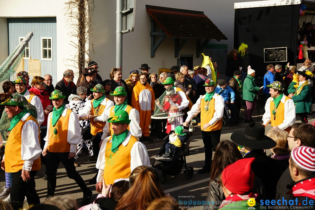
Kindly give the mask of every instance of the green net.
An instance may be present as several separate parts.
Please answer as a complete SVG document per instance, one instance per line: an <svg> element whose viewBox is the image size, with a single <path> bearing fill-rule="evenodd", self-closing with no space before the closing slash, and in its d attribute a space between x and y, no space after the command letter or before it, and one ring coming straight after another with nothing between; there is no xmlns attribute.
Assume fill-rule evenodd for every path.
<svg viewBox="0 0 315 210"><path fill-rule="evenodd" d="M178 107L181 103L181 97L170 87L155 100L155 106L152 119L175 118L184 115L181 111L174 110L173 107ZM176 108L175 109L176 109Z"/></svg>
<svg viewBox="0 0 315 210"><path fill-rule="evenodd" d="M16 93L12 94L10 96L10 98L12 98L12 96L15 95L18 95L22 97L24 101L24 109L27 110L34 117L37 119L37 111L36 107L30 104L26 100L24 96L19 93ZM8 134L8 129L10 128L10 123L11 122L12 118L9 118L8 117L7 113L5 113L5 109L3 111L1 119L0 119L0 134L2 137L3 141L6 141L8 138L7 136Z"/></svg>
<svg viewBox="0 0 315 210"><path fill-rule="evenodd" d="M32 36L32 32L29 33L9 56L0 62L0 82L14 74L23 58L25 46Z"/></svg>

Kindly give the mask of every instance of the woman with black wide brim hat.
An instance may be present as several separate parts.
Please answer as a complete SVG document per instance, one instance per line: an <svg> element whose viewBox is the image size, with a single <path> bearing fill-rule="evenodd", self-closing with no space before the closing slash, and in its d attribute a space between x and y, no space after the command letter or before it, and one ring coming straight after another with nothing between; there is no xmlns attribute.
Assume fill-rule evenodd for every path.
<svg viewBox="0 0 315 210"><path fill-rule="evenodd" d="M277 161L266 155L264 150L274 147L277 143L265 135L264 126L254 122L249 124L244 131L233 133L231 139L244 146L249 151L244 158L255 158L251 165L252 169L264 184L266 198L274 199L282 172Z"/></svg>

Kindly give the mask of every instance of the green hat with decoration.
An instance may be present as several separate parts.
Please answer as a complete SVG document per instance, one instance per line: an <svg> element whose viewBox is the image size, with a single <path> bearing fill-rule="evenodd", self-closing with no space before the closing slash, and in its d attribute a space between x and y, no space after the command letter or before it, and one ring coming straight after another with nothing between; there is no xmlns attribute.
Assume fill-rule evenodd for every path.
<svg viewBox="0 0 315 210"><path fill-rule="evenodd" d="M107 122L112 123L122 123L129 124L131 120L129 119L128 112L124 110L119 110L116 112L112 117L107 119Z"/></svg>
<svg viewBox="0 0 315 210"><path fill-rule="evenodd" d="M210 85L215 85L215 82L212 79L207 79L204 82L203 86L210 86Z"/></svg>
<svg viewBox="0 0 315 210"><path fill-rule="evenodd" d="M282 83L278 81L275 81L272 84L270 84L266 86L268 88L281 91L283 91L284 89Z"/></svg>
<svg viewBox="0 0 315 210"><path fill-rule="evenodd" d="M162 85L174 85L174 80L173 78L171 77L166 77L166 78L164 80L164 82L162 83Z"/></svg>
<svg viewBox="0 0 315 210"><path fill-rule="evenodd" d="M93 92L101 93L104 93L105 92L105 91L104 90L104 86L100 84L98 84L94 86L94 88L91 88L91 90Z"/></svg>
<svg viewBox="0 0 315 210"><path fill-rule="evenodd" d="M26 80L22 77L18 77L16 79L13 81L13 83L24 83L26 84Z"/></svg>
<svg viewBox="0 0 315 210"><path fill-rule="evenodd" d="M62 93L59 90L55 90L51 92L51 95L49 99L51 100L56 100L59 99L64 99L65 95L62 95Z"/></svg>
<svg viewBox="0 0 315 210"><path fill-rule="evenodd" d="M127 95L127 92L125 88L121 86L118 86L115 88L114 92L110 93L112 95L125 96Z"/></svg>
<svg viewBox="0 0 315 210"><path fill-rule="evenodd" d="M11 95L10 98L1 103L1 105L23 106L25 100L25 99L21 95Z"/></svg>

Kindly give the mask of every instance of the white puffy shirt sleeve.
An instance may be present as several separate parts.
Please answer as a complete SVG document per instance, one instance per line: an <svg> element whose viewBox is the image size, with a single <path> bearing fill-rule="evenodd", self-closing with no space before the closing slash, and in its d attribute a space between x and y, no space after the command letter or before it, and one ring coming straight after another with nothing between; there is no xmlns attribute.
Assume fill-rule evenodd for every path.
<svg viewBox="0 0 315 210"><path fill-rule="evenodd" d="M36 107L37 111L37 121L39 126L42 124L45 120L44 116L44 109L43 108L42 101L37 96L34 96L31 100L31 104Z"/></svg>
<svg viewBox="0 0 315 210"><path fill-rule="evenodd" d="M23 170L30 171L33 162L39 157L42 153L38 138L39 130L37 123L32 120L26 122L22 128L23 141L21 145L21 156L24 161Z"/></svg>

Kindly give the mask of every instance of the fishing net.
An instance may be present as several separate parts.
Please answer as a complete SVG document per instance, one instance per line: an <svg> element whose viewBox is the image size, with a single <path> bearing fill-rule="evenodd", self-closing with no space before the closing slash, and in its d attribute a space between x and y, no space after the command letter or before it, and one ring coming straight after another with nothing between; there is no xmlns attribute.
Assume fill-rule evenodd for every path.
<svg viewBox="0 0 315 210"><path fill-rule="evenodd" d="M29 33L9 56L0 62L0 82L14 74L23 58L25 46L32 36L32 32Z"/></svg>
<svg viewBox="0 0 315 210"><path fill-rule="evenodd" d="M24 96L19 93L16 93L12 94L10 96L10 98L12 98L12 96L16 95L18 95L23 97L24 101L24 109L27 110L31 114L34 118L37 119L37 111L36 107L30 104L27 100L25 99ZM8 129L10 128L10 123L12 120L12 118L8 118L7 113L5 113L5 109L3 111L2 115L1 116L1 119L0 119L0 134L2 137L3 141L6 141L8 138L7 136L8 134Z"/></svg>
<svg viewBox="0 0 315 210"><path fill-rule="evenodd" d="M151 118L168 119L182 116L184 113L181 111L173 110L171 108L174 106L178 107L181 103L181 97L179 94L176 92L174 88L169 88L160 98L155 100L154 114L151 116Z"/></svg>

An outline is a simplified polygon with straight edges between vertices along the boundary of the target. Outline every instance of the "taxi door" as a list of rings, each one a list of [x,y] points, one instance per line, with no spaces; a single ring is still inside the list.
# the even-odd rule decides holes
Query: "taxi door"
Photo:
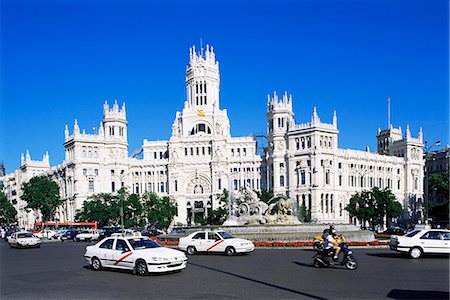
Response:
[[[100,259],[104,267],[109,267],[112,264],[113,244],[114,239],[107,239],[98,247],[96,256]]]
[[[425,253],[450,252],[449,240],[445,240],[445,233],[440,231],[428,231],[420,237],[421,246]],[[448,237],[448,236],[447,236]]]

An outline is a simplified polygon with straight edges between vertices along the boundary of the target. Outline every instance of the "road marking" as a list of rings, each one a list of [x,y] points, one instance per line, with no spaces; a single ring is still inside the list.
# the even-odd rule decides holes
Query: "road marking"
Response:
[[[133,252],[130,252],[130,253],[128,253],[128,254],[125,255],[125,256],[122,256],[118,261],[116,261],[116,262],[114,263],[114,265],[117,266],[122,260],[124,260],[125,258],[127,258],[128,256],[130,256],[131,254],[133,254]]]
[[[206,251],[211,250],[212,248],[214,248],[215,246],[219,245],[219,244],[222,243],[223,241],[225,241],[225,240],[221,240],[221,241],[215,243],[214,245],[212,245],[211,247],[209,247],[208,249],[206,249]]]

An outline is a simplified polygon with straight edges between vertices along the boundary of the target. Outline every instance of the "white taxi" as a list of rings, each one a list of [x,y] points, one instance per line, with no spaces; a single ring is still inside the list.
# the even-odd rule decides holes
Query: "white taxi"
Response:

.....

What to do: Repeat each entry exactly as given; no pictures belong in the copy.

Written answer:
Kindly give the mask of every instance of the green net.
An instance may be present as several separate parts.
Please answer as a complete SVG document per instance, one instance per line: an <svg> element whose viewBox is the image size, with a single <path> bearing fill-rule="evenodd", self-closing with no space before the closing slash, and in its d attribute a space between x and y, no space after the command letter or before it, and one ring coming straight after another with nothing between; there is no xmlns attribute.
Assume fill-rule evenodd for every path.
<svg viewBox="0 0 315 210"><path fill-rule="evenodd" d="M178 107L181 103L181 97L170 87L155 100L155 106L152 119L175 118L184 115L181 111L174 110L173 107ZM176 108L175 109L176 109Z"/></svg>
<svg viewBox="0 0 315 210"><path fill-rule="evenodd" d="M16 93L12 94L10 96L10 98L12 98L12 96L15 95L18 95L22 97L24 101L24 109L27 110L34 117L37 119L37 111L36 107L30 104L26 100L24 96L19 93ZM8 134L8 129L10 128L10 123L11 122L12 118L9 118L8 117L7 113L5 113L5 109L3 111L1 119L0 119L0 134L2 137L3 141L6 141L8 138L7 136Z"/></svg>
<svg viewBox="0 0 315 210"><path fill-rule="evenodd" d="M32 36L32 32L29 33L9 56L0 62L0 82L14 74L23 58L25 46Z"/></svg>

Kindly give the mask of every instance of the woman with black wide brim hat.
An instance may be present as several separate parts.
Please answer as a complete SVG document per instance, one instance per line: an <svg> element whose viewBox is the image size, with a single <path> bearing fill-rule="evenodd", self-closing with no space before the closing slash, and in its d attribute a space between x and y, no space after the command letter or before it, and one ring coming straight after another with nothing between; there is no xmlns attribute.
Assume fill-rule evenodd for every path.
<svg viewBox="0 0 315 210"><path fill-rule="evenodd" d="M277 161L266 155L264 150L274 147L277 143L265 135L264 126L254 122L249 124L244 131L233 133L231 139L244 146L249 151L244 158L255 158L251 165L252 169L264 184L266 198L274 199L282 172Z"/></svg>

Kindly give the mask of every instance of the green hat with decoration.
An instance may be present as several separate parts.
Please answer as a complete SVG document per instance, one instance per line: an <svg> element whose viewBox is the image size, with a single <path> bearing fill-rule="evenodd", self-closing with no space before the closing slash, and in its d attribute a space between x and y, no space after the command letter or before it, and one ring coming straight after another with nothing between; there is no xmlns attribute.
Assume fill-rule evenodd for every path.
<svg viewBox="0 0 315 210"><path fill-rule="evenodd" d="M107 122L112 123L122 123L129 124L131 120L129 119L128 112L124 110L119 110L116 112L112 117L107 119Z"/></svg>
<svg viewBox="0 0 315 210"><path fill-rule="evenodd" d="M210 85L215 85L215 82L212 79L207 79L204 82L203 86L210 86Z"/></svg>
<svg viewBox="0 0 315 210"><path fill-rule="evenodd" d="M282 83L278 81L275 81L272 84L270 84L266 86L268 88L281 91L283 91L284 89Z"/></svg>
<svg viewBox="0 0 315 210"><path fill-rule="evenodd" d="M162 85L174 85L174 80L173 78L171 77L166 77L166 78L164 80L164 82L162 83Z"/></svg>
<svg viewBox="0 0 315 210"><path fill-rule="evenodd" d="M93 92L101 93L104 93L105 92L105 91L104 90L104 86L100 84L98 84L94 86L94 88L91 88L91 90Z"/></svg>
<svg viewBox="0 0 315 210"><path fill-rule="evenodd" d="M26 80L22 77L18 77L16 79L13 81L13 83L24 83L26 84Z"/></svg>
<svg viewBox="0 0 315 210"><path fill-rule="evenodd" d="M62 93L59 90L55 90L51 92L51 95L49 99L51 100L56 100L59 99L64 99L65 95L62 95Z"/></svg>
<svg viewBox="0 0 315 210"><path fill-rule="evenodd" d="M127 95L127 92L125 88L121 86L118 86L115 88L114 92L110 93L112 95L125 96Z"/></svg>
<svg viewBox="0 0 315 210"><path fill-rule="evenodd" d="M11 95L10 98L1 103L1 105L23 106L25 100L25 99L21 95Z"/></svg>

Kindly give the mask of every instance of the white puffy shirt sleeve.
An instance may be present as several separate parts.
Please answer as a complete SVG document per instance, one instance per line: an <svg> element whose viewBox is the image size, with a single <path> bearing fill-rule="evenodd", self-closing with no space before the closing slash, and in its d attribute a space between x and y, no space after the command letter or before it, and one ring coming straight after another with nothing between; there is no xmlns attribute.
Assume fill-rule evenodd for every path.
<svg viewBox="0 0 315 210"><path fill-rule="evenodd" d="M36 107L37 111L37 121L39 126L42 124L45 120L44 116L44 109L43 108L42 101L37 96L34 96L31 100L31 104Z"/></svg>
<svg viewBox="0 0 315 210"><path fill-rule="evenodd" d="M23 170L30 171L33 162L39 157L42 153L38 138L39 130L37 123L32 120L26 122L22 128L23 141L21 145L21 156L24 161Z"/></svg>

Kindly give the mask of every instance of the fishing net.
An instance may be present as several separate parts.
Please answer as a complete SVG document per instance, one instance per line: an <svg> element whose viewBox is the image size, with a single <path> bearing fill-rule="evenodd", self-closing with no space before the closing slash, and in its d attribute a space between x and y, no space after the command letter or before it, and one ring coming straight after another with nothing between; there is no xmlns attribute.
Assume fill-rule evenodd for every path.
<svg viewBox="0 0 315 210"><path fill-rule="evenodd" d="M29 33L9 56L0 62L0 82L14 74L23 58L25 46L32 36L32 32Z"/></svg>
<svg viewBox="0 0 315 210"><path fill-rule="evenodd" d="M24 96L19 93L16 93L12 94L10 96L10 98L12 98L12 96L16 95L18 95L23 97L24 101L24 109L27 110L31 114L34 118L37 119L37 111L36 107L30 104L27 100L25 99ZM8 129L10 128L10 123L12 120L12 118L8 118L7 113L5 113L5 109L3 111L2 115L1 116L1 119L0 119L0 134L2 137L3 141L6 141L8 138L7 136L8 134Z"/></svg>
<svg viewBox="0 0 315 210"><path fill-rule="evenodd" d="M151 118L168 119L182 116L184 113L181 111L173 110L171 108L174 106L178 107L181 103L181 97L179 94L176 92L174 88L169 88L160 98L155 100L154 114L151 116Z"/></svg>

An outline is a simplified polygon with straight edges between vertices along the boundary of the target. Outline every instance of the "taxi door" as a list of rings, each one a list of [x,y] points, one instance per line, with no spaces; a single ring is still inside the list.
# the even-odd rule decides holes
Query: "taxi door"
Photo:
Response:
[[[100,259],[104,267],[109,267],[112,264],[113,244],[114,239],[107,239],[98,247],[96,256]]]
[[[425,253],[450,252],[449,240],[445,240],[445,233],[440,231],[428,231],[420,237],[421,246]],[[448,237],[448,236],[447,236]]]

An outline is a simplified polygon with straight edges between vertices along the boundary of the target. Outline every instance of the "road marking" as a list of rings, each one a list of [x,y] points, one instance per line, with no spaces; a single ring is still inside the list.
# the even-odd rule decides holes
Query: "road marking"
Response:
[[[133,252],[130,252],[130,253],[128,253],[128,254],[125,255],[125,256],[122,256],[118,261],[116,261],[116,262],[114,263],[114,265],[117,266],[122,260],[124,260],[125,258],[127,258],[128,256],[130,256],[131,254],[133,254]]]
[[[206,251],[211,250],[212,248],[214,248],[215,246],[219,245],[219,244],[222,243],[223,241],[225,241],[225,240],[221,240],[221,241],[215,243],[214,245],[212,245],[211,247],[209,247],[208,249],[206,249]]]

An outline is a simplified polygon with straight edges between vertices along the boundary of the target. Outline every instance of the "white taxi" as a list of rings, each one a list of [x,y] points, one instance per line, with no spaces; a single ring is still inside the list.
# the even-odd rule decides holes
Query: "white taxi"
Response:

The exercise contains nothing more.